→ **TO BE DONE**: Locate each line in the data below that includes the string "handle", and copy every one of those lines.

─── RECORDS FOR THE TASK ───

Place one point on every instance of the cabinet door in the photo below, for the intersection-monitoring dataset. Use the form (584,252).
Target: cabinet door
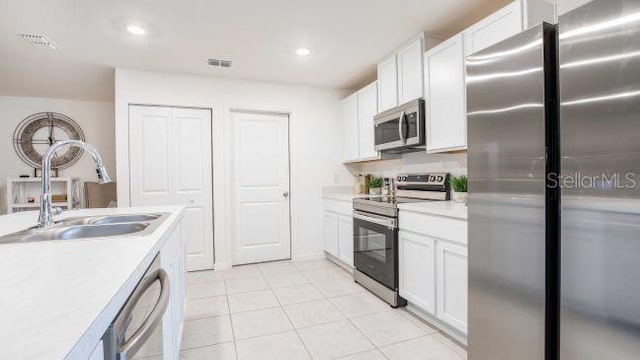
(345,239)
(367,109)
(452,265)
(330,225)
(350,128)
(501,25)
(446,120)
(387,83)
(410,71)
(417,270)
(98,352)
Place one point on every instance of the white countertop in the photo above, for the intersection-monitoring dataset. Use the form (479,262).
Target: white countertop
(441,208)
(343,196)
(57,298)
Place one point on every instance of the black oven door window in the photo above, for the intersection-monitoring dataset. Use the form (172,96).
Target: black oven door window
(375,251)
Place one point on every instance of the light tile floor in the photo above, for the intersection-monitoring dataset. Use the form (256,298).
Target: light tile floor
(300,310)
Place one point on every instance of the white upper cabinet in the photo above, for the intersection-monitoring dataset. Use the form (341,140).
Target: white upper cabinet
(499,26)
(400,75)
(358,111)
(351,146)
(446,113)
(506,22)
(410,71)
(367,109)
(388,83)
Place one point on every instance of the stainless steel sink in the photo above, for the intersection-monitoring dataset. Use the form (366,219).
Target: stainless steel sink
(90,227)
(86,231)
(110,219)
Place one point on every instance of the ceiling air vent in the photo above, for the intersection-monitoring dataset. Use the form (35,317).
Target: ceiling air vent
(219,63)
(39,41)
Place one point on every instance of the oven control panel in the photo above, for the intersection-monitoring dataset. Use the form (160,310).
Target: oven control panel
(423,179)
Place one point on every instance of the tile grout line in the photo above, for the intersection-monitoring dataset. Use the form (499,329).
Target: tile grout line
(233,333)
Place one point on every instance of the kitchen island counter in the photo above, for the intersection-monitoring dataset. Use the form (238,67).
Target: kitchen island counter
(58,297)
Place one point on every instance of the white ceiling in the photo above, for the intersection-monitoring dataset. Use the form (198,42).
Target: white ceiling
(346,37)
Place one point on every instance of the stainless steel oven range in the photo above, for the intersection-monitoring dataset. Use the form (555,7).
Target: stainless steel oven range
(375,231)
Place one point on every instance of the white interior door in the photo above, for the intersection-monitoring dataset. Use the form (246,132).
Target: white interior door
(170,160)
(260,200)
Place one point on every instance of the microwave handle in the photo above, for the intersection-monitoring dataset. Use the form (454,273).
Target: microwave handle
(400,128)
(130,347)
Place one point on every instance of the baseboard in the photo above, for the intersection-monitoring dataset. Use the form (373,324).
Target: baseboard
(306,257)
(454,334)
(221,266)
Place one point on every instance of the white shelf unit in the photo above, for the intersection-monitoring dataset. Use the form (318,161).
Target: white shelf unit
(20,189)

───
─── RECORDS FOR THE TASK ───

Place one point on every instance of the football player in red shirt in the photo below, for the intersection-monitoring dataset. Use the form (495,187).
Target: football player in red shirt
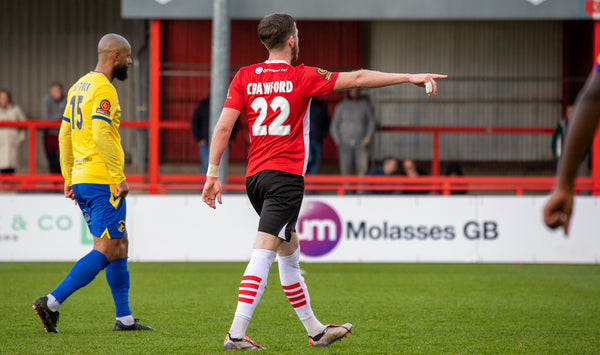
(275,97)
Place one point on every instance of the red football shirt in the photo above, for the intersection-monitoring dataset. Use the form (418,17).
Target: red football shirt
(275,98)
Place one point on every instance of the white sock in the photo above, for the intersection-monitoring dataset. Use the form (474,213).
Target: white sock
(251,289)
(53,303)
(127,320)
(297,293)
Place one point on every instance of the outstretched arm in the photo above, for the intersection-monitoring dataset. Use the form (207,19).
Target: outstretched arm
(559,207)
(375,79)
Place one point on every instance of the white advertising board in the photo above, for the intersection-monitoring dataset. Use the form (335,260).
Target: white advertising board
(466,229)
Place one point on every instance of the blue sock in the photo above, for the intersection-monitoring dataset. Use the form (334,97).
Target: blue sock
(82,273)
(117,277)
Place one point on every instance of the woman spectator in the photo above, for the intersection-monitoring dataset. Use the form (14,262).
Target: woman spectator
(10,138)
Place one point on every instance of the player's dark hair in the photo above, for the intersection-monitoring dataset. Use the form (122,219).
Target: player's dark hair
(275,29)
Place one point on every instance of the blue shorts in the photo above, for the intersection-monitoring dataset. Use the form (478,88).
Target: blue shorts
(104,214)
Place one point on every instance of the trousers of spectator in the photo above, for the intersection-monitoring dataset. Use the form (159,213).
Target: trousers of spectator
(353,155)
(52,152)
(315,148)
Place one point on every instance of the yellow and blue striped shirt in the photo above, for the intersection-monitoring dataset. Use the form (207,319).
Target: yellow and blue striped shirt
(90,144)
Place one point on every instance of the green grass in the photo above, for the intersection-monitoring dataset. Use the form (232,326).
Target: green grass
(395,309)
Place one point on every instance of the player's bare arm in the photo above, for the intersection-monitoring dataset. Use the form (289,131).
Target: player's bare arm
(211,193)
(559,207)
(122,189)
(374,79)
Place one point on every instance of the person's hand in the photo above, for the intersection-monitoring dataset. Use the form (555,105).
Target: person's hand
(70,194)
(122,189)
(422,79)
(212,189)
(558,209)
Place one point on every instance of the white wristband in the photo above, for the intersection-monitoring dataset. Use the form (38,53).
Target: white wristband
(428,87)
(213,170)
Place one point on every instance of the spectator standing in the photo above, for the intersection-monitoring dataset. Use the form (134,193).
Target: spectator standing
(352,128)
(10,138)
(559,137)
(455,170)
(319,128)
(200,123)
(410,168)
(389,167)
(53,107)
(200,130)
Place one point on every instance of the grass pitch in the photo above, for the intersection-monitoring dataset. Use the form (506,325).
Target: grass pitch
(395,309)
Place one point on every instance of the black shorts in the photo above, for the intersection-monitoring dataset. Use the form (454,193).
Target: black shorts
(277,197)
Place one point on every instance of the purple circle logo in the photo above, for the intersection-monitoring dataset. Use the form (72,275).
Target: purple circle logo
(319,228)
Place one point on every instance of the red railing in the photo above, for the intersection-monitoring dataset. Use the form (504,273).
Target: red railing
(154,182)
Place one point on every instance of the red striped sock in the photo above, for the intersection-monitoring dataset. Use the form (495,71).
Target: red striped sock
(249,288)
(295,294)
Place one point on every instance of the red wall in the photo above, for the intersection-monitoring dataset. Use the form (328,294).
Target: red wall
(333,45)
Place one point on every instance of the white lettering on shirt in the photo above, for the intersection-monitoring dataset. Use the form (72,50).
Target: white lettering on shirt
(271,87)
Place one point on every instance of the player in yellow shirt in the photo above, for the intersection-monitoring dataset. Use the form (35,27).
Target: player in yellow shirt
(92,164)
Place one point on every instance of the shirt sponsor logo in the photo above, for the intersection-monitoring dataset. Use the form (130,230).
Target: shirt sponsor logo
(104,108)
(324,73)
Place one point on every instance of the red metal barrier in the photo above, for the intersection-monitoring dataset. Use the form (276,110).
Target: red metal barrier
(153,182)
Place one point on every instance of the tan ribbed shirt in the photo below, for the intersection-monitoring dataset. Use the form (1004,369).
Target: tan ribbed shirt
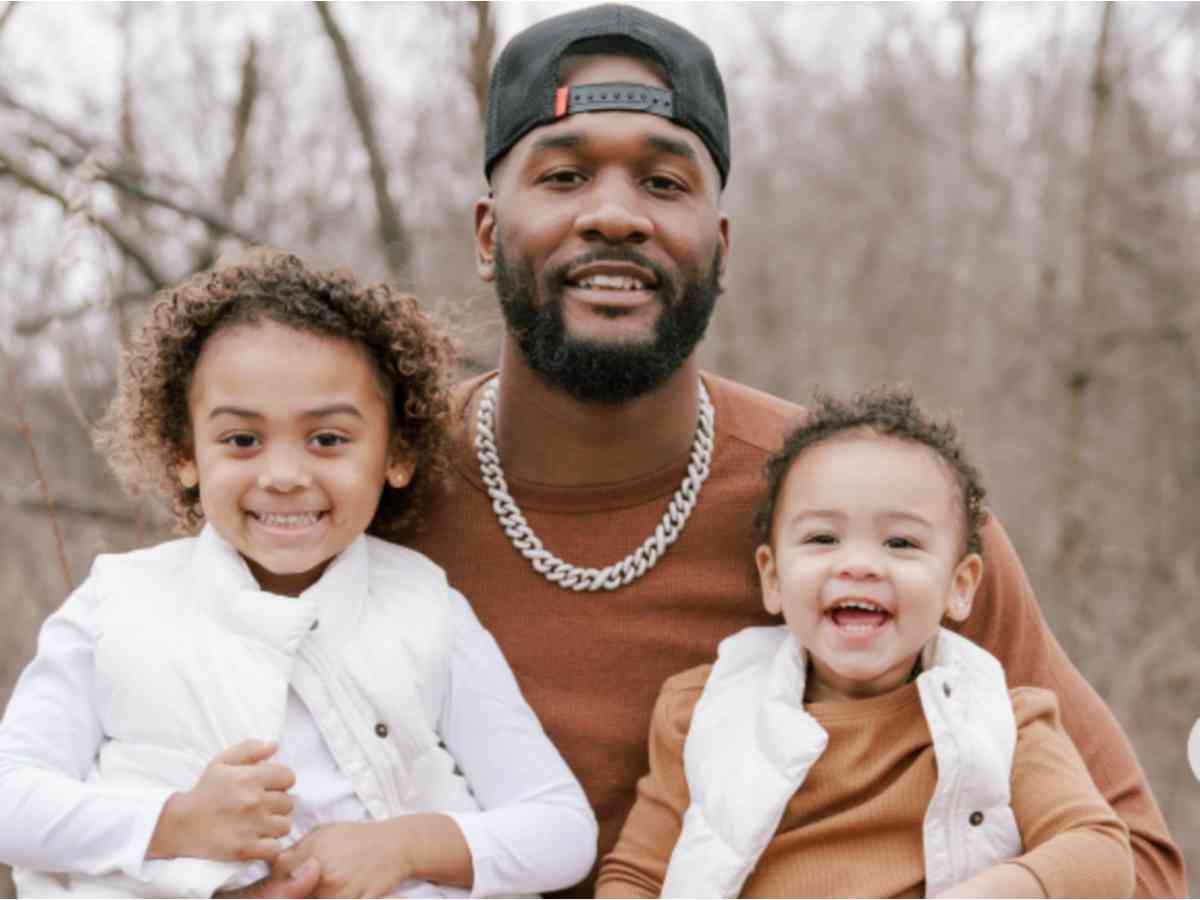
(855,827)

───

→ **TASK SOLUTION**:
Place one point on every instance of the microwave handle in the photo above, for the intersection-monitoring dataset. Use the form (454,273).
Target: microwave handle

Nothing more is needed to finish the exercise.